━━ DATA FOR REVIEW

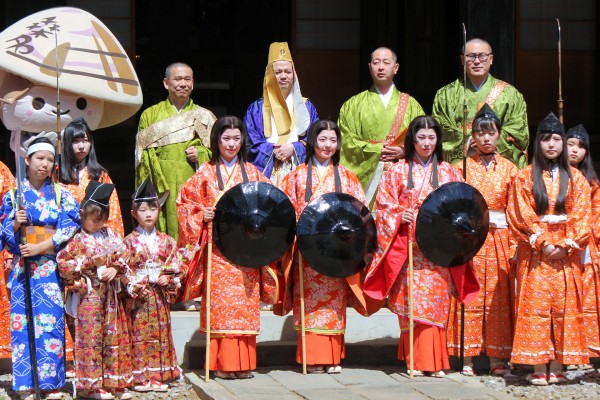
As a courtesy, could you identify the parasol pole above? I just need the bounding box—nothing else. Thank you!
[14,129,41,400]
[556,18,564,124]
[54,21,62,182]
[408,220,414,379]
[204,223,213,383]
[460,22,468,375]
[298,253,307,375]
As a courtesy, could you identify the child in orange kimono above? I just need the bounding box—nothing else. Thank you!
[57,181,133,399]
[277,120,382,373]
[446,104,517,376]
[507,113,590,386]
[565,124,600,368]
[176,115,280,379]
[364,115,478,376]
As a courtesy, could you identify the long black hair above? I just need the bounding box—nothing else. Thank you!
[566,133,599,185]
[209,115,248,163]
[305,119,341,165]
[60,118,106,183]
[404,115,444,163]
[531,132,572,215]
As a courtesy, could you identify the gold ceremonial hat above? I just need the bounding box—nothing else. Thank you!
[268,42,293,64]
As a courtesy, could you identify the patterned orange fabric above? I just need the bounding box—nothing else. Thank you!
[63,168,124,236]
[582,180,600,356]
[369,158,463,332]
[507,165,591,365]
[447,155,517,358]
[176,161,280,343]
[0,162,15,358]
[277,163,381,363]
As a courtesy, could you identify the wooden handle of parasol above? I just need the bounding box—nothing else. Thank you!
[408,225,414,379]
[299,253,307,375]
[204,229,213,382]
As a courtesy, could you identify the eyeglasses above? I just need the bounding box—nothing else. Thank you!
[463,53,492,62]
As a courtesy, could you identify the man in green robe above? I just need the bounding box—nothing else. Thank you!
[432,38,529,168]
[339,47,425,206]
[135,62,216,242]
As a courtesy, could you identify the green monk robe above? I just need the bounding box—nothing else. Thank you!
[136,98,215,242]
[338,87,425,189]
[432,74,529,168]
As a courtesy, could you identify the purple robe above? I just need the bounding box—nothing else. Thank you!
[244,98,319,178]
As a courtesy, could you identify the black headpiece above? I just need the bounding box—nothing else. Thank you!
[473,103,501,127]
[537,112,565,135]
[566,124,589,144]
[82,181,114,209]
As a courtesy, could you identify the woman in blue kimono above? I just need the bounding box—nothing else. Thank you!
[0,137,80,399]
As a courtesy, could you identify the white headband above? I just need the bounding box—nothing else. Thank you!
[27,143,55,156]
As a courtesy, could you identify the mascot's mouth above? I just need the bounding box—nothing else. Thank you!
[51,109,70,116]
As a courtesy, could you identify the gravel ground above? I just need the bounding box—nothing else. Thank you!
[471,364,600,400]
[0,373,200,400]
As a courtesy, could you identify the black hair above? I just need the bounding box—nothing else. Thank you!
[531,132,572,215]
[304,119,341,165]
[80,201,109,224]
[566,135,599,185]
[404,115,444,163]
[472,117,501,135]
[131,200,160,227]
[209,115,248,163]
[60,118,106,183]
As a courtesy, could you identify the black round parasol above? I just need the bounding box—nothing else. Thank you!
[415,182,489,267]
[213,182,296,268]
[297,192,376,278]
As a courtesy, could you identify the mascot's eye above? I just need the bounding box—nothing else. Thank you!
[76,97,87,110]
[32,97,45,110]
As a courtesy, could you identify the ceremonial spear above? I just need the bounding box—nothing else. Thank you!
[556,18,564,124]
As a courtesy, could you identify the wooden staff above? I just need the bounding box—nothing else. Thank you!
[15,129,41,400]
[298,253,307,375]
[459,22,468,374]
[408,222,414,379]
[53,21,62,183]
[204,224,213,383]
[556,18,564,124]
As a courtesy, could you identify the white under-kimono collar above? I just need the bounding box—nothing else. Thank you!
[375,84,395,108]
[312,156,330,175]
[416,155,433,168]
[220,155,239,174]
[548,163,559,181]
[136,225,158,253]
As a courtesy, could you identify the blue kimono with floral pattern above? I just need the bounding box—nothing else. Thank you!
[0,178,80,391]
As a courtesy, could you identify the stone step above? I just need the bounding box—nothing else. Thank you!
[171,308,401,368]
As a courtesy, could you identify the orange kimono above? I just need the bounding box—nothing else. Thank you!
[0,162,15,358]
[507,165,591,365]
[365,157,468,372]
[63,168,124,236]
[447,155,517,359]
[582,180,600,356]
[277,162,383,365]
[176,160,280,372]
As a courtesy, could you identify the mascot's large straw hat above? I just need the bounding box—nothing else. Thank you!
[0,7,142,130]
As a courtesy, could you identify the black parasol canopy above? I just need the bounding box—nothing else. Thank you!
[297,192,376,278]
[415,182,489,267]
[213,182,296,268]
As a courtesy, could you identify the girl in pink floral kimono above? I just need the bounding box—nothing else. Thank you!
[57,181,133,400]
[124,178,188,392]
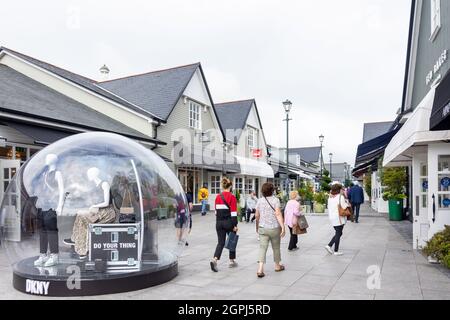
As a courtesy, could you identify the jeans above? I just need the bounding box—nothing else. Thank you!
[288,226,298,250]
[37,209,59,254]
[246,208,256,222]
[328,225,344,252]
[214,219,236,260]
[258,227,281,264]
[352,203,361,222]
[201,200,208,215]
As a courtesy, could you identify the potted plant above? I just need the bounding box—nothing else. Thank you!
[381,167,407,221]
[156,198,168,220]
[298,182,314,213]
[313,191,328,214]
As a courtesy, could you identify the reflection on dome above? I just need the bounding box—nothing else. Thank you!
[0,132,189,296]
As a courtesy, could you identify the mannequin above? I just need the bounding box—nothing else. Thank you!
[34,154,65,267]
[64,167,117,258]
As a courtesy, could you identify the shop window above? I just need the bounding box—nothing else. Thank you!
[15,147,27,163]
[420,163,428,209]
[30,148,40,158]
[244,178,254,195]
[235,177,244,195]
[0,146,13,159]
[438,156,450,209]
[210,175,221,194]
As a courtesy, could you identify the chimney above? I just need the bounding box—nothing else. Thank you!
[99,64,110,81]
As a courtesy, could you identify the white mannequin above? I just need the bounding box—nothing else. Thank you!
[45,154,64,215]
[87,167,110,212]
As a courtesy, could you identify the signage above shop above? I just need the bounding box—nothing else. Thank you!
[426,50,448,86]
[252,149,262,158]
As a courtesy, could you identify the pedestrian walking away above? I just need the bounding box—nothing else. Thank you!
[246,191,258,223]
[284,190,302,251]
[210,178,238,272]
[325,183,348,256]
[348,182,364,223]
[255,182,286,278]
[198,184,209,216]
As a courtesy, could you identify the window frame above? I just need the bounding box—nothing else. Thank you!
[430,0,441,42]
[189,101,202,130]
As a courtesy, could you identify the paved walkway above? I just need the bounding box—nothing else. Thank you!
[1,205,450,300]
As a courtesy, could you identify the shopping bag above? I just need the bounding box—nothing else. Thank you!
[225,232,239,251]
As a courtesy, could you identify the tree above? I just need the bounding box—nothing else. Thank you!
[364,170,372,201]
[320,169,332,192]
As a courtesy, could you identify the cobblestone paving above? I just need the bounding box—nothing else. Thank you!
[1,205,450,300]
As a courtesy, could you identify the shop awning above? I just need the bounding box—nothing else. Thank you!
[290,170,315,180]
[4,121,74,145]
[431,70,450,131]
[235,156,274,178]
[384,88,450,167]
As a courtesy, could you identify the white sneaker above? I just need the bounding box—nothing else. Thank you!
[44,253,59,267]
[334,252,344,256]
[34,254,48,266]
[324,246,333,255]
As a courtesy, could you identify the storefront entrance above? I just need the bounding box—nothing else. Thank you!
[178,168,201,204]
[412,153,429,249]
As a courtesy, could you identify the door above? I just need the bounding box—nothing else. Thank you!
[428,145,450,241]
[0,160,21,241]
[412,154,429,249]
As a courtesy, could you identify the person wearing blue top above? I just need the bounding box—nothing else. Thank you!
[347,182,365,223]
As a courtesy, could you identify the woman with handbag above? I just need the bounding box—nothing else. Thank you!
[284,190,302,251]
[325,183,350,256]
[255,183,286,278]
[210,178,238,272]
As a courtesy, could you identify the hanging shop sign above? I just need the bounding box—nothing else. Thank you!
[252,149,262,158]
[426,50,448,86]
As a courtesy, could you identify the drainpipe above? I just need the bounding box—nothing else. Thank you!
[151,120,162,151]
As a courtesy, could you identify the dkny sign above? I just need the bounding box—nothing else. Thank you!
[26,279,50,295]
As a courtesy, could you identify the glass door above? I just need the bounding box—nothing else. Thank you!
[0,160,21,242]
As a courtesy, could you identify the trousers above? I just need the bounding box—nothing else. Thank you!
[37,209,59,254]
[214,219,236,260]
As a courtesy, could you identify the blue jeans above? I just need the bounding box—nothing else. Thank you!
[201,200,208,215]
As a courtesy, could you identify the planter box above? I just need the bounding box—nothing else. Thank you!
[313,203,325,214]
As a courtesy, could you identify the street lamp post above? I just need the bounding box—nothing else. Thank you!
[319,134,324,178]
[329,153,333,181]
[283,100,293,195]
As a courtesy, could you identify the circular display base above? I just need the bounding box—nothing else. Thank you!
[12,255,178,297]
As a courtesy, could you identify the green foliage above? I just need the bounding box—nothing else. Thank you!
[320,169,332,192]
[381,167,407,201]
[234,190,240,202]
[313,191,328,205]
[344,179,352,188]
[298,181,314,203]
[423,226,450,269]
[364,171,372,200]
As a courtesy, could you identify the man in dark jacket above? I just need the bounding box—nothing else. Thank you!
[348,182,365,223]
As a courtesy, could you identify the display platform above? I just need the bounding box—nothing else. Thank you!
[12,252,178,297]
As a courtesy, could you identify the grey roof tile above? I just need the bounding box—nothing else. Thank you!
[215,100,254,142]
[0,47,161,121]
[98,63,200,120]
[286,147,322,163]
[362,121,393,143]
[0,64,160,143]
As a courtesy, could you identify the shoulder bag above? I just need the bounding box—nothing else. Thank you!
[119,187,136,223]
[338,194,353,217]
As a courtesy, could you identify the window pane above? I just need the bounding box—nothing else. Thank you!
[15,146,27,162]
[438,194,450,209]
[439,174,450,192]
[0,146,13,159]
[422,195,427,209]
[4,168,9,180]
[421,164,428,176]
[438,156,450,172]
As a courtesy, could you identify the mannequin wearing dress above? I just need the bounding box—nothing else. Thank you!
[34,154,65,267]
[66,167,117,258]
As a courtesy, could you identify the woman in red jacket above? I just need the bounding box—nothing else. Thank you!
[210,177,238,272]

━━━━

GOAL OF THE EXERCISE: In the material above, the line with "As a courtesy, could you identify the mannequin wearing" marks the start. Print it and every line after it through the last, exactly.

YOUR RESPONSE:
As a courtesy, could you identify the mannequin wearing dress above? I just need the bounding box—nothing else. Thank you!
[34,154,65,267]
[66,167,117,258]
As a courtesy, could you identify the woman in red jacket above? I just need the bounding box—nothing else. Thank you!
[210,177,238,272]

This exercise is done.